(Data excerpts begins)

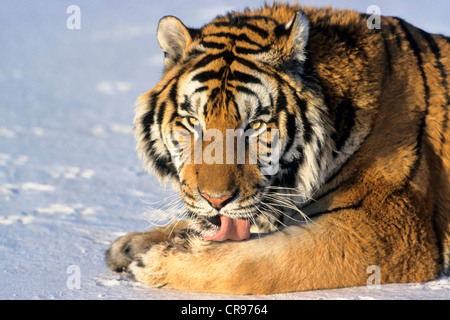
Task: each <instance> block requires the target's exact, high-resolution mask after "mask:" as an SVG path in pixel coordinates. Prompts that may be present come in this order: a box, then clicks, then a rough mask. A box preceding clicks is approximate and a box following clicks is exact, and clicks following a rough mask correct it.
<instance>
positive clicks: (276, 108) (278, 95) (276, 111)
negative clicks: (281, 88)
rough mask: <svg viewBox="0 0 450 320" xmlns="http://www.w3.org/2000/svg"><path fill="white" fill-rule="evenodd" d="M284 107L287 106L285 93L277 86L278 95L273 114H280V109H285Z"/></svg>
mask: <svg viewBox="0 0 450 320" xmlns="http://www.w3.org/2000/svg"><path fill="white" fill-rule="evenodd" d="M286 107H287V99H286V95H285V94H284V92H283V90H281V88H278V97H277V104H276V109H275V114H276V115H277V116H278V114H280V112H281V111H286Z"/></svg>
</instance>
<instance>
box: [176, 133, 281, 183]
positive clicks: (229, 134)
mask: <svg viewBox="0 0 450 320" xmlns="http://www.w3.org/2000/svg"><path fill="white" fill-rule="evenodd" d="M194 129H195V130H194V134H191V132H189V131H188V130H185V129H178V130H175V131H174V132H173V134H172V142H173V143H174V145H175V150H174V151H173V152H172V161H173V162H174V163H175V164H176V165H177V166H180V165H181V164H186V163H187V164H192V163H194V164H202V163H204V164H224V163H225V164H258V165H259V166H260V168H261V172H262V174H264V175H275V174H276V173H277V172H278V169H279V160H280V143H279V137H280V134H279V130H278V129H272V130H270V131H265V132H263V133H259V134H258V133H257V132H256V131H255V130H252V129H248V130H245V131H244V130H243V129H235V130H233V129H227V130H226V133H225V137H224V136H223V133H222V131H220V130H218V129H207V130H202V128H201V127H200V126H195V128H194ZM193 136H194V139H192V137H193ZM193 140H194V141H193ZM247 148H248V149H247Z"/></svg>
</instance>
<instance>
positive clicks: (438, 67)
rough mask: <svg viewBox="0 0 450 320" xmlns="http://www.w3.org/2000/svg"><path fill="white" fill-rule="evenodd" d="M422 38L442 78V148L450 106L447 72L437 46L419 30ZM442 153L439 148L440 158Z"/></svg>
mask: <svg viewBox="0 0 450 320" xmlns="http://www.w3.org/2000/svg"><path fill="white" fill-rule="evenodd" d="M420 32H421V34H422V37H423V38H424V39H425V40H426V41H427V42H428V45H429V47H430V49H431V52H433V54H434V57H435V59H436V68H438V69H439V72H440V74H441V77H442V87H443V88H444V96H445V102H444V104H443V105H442V108H443V110H444V120H443V124H442V129H441V145H442V146H444V145H445V143H446V138H445V132H446V131H447V128H448V120H449V119H448V112H449V110H448V107H449V106H450V96H449V88H448V82H447V72H446V70H445V67H444V65H443V64H442V62H441V59H442V56H441V50H440V49H439V46H438V44H437V43H436V41H435V40H434V38H433V36H432V35H431V34H429V33H427V32H425V31H423V30H420ZM443 152H444V148H441V151H440V155H441V156H442V154H443Z"/></svg>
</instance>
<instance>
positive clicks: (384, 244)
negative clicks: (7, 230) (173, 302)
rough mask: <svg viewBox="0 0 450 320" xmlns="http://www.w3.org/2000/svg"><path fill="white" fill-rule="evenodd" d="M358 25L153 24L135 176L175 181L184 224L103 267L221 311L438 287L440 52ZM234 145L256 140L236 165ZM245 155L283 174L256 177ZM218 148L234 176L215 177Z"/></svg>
mask: <svg viewBox="0 0 450 320" xmlns="http://www.w3.org/2000/svg"><path fill="white" fill-rule="evenodd" d="M370 18H371V16H370V15H369V14H365V13H358V12H356V11H353V10H341V9H339V10H338V9H334V8H332V7H322V8H318V7H312V6H301V5H299V4H285V3H273V4H265V5H264V6H262V7H260V8H258V9H254V10H252V9H245V10H242V11H241V12H237V11H230V12H227V13H226V14H223V15H219V16H217V17H216V18H214V19H213V20H212V21H211V22H210V23H208V24H206V25H204V26H203V27H201V28H190V27H186V26H185V25H184V24H183V23H182V22H181V21H180V20H179V19H178V18H176V17H174V16H165V17H163V18H162V19H161V20H160V21H159V24H158V29H157V40H158V43H159V45H160V47H161V48H162V51H163V52H164V65H165V67H164V71H163V73H162V76H161V80H160V81H159V82H158V83H157V84H156V85H155V86H154V88H153V89H151V90H150V91H149V92H147V93H145V94H143V95H141V96H140V97H139V98H138V100H137V103H136V109H135V136H136V141H137V151H138V154H139V157H140V159H141V160H142V163H143V167H144V168H145V169H146V170H147V171H150V172H153V173H154V174H155V175H156V176H157V177H158V178H159V180H160V181H161V182H162V183H165V184H167V183H168V182H170V183H171V185H172V186H173V187H174V189H175V191H176V192H177V193H179V195H180V197H181V199H182V200H183V204H184V211H185V214H184V215H183V217H179V218H177V219H176V220H174V221H172V222H169V223H168V224H167V225H163V226H157V227H155V228H152V229H150V230H147V231H144V232H139V233H129V234H126V235H124V236H122V237H120V238H118V239H117V240H115V241H114V242H113V243H112V244H111V245H110V247H109V248H108V249H107V251H106V254H105V259H106V263H107V265H108V266H109V268H111V269H112V270H114V271H117V272H127V273H128V274H131V275H132V277H133V279H135V280H136V281H139V282H142V283H145V284H147V285H149V286H152V287H157V288H163V287H164V288H170V289H176V290H184V291H195V292H209V293H224V294H233V295H266V294H275V293H286V292H298V291H307V290H320V289H331V288H344V287H355V286H368V285H372V284H374V283H375V282H377V281H376V280H377V279H378V284H381V285H383V284H389V283H423V282H426V281H430V280H433V279H436V278H438V277H440V276H442V275H445V274H448V273H449V271H450V120H449V118H450V111H449V106H450V91H449V76H448V75H449V74H450V39H449V38H448V37H445V36H443V35H437V34H430V33H427V32H425V31H423V30H421V29H419V28H416V27H414V26H413V25H411V24H409V23H407V22H406V21H404V20H403V19H401V18H397V17H388V16H380V27H379V28H373V27H370V24H369V23H368V21H369V20H370ZM238 129H240V130H241V133H242V132H244V133H246V132H247V131H249V132H251V133H249V134H248V135H247V136H246V137H244V138H243V140H244V149H241V150H240V152H238V153H239V155H240V156H241V157H244V163H237V161H235V160H236V159H237V155H236V152H237V150H238V149H237V143H235V144H228V143H230V142H233V141H234V142H237V140H238V135H237V134H236V135H233V136H230V137H231V138H229V139H228V140H227V139H225V138H223V137H228V136H226V134H227V130H231V131H233V130H234V131H233V132H235V131H237V130H238ZM208 130H215V132H216V135H212V134H210V135H209V137H208V139H207V138H206V137H204V138H203V139H200V137H201V135H202V133H205V132H206V131H208ZM176 132H181V134H179V135H176V134H175V133H176ZM264 134H265V135H266V136H267V137H266V138H265V139H264V138H261V137H262V136H263V135H264ZM275 134H277V135H278V140H277V141H275V139H273V138H275ZM219 135H221V136H222V138H223V139H220V137H219ZM241 136H242V135H241ZM250 141H253V142H255V141H256V146H257V148H258V150H259V149H261V150H262V149H264V148H265V149H266V151H268V152H267V154H269V155H270V154H271V153H276V152H275V151H277V150H278V158H277V160H276V161H263V160H264V159H263V158H264V157H263V156H260V155H259V154H256V156H255V155H254V154H253V156H254V157H253V158H256V160H255V159H254V160H255V161H253V162H251V161H250V160H251V159H250V158H251V156H252V152H250ZM213 142H214V143H215V144H214V146H215V147H216V148H213V149H214V150H213V151H211V148H212V147H211V144H212V143H213ZM183 143H184V144H188V145H192V144H195V143H197V150H200V151H203V152H204V154H203V158H201V157H200V158H199V159H200V161H193V158H195V154H194V153H195V152H194V151H193V149H195V145H194V148H192V149H189V148H187V146H183V147H180V145H181V144H183ZM230 145H231V147H230ZM218 146H221V147H223V148H222V154H220V150H219V149H221V148H218ZM227 146H228V149H227V148H226V147H227ZM208 148H209V149H208ZM225 149H226V153H227V154H228V153H230V152H231V153H233V152H234V155H231V156H230V159H232V160H233V161H229V162H228V161H227V162H226V163H225V161H222V162H221V161H219V160H221V159H222V160H223V158H225V155H224V154H223V153H224V152H223V150H225ZM230 149H231V150H230ZM208 151H209V153H208ZM180 154H181V156H182V157H181V158H183V157H184V158H185V161H182V160H180ZM208 155H209V157H210V158H211V157H213V160H214V161H207V158H208ZM188 158H190V161H189V159H188ZM186 159H187V160H186ZM197 160H198V159H197ZM210 160H211V159H210ZM269 162H270V163H272V164H270V163H269ZM268 163H269V164H268ZM274 164H275V165H274ZM269 167H274V170H272V171H273V172H270V173H267V172H263V169H267V168H269ZM374 276H376V277H375V278H374ZM374 279H375V280H374Z"/></svg>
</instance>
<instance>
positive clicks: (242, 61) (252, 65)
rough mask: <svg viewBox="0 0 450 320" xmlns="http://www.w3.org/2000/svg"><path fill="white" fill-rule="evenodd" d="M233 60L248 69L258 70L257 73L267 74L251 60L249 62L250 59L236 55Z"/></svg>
mask: <svg viewBox="0 0 450 320" xmlns="http://www.w3.org/2000/svg"><path fill="white" fill-rule="evenodd" d="M235 61H236V62H238V63H240V64H242V65H243V66H246V67H247V68H250V69H252V70H254V71H256V72H258V73H261V74H269V73H268V72H266V71H264V70H263V69H261V68H260V67H258V66H257V65H256V64H254V63H253V62H251V61H249V60H247V59H244V58H241V57H236V59H235ZM269 75H271V74H269Z"/></svg>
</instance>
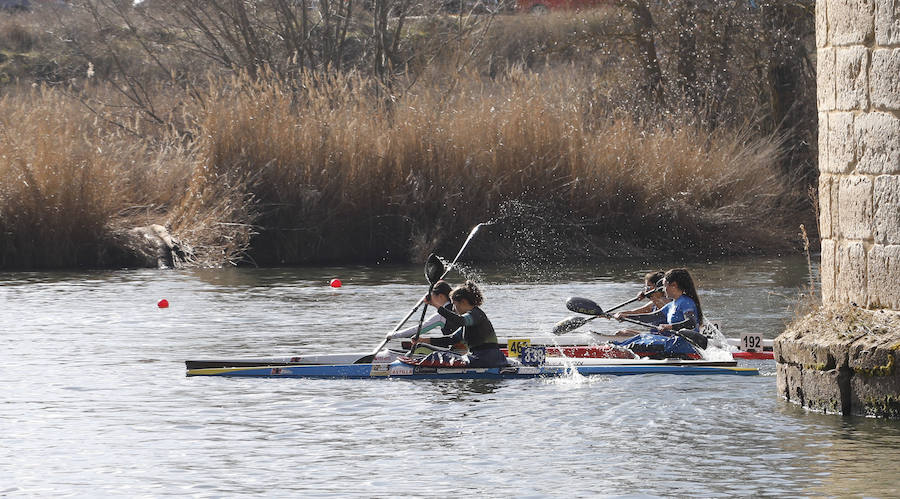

(Data excerpts ends)

-- What is needed --
Return every line of the records above that contains the string "clicks", copying each line in full.

-- Solution to the problem --
Task: each <instance> block requires the target's exact, high-resolution mask after "mask:" as an SVG path in pixel coordinates. Prompts that may be present come in this order: a box, then clicks, then a rough mask. A box preceding clicks is approximate and a box following clicks is exact, and clicks following a rough mask correct it.
positive clicks: (276, 108) (278, 95) (276, 111)
negative clicks: (281, 88)
positive clicks: (229, 134)
positive clicks: (438, 67)
positive clicks: (384, 244)
negative clicks: (7, 230) (173, 302)
positive clicks: (242, 61) (252, 65)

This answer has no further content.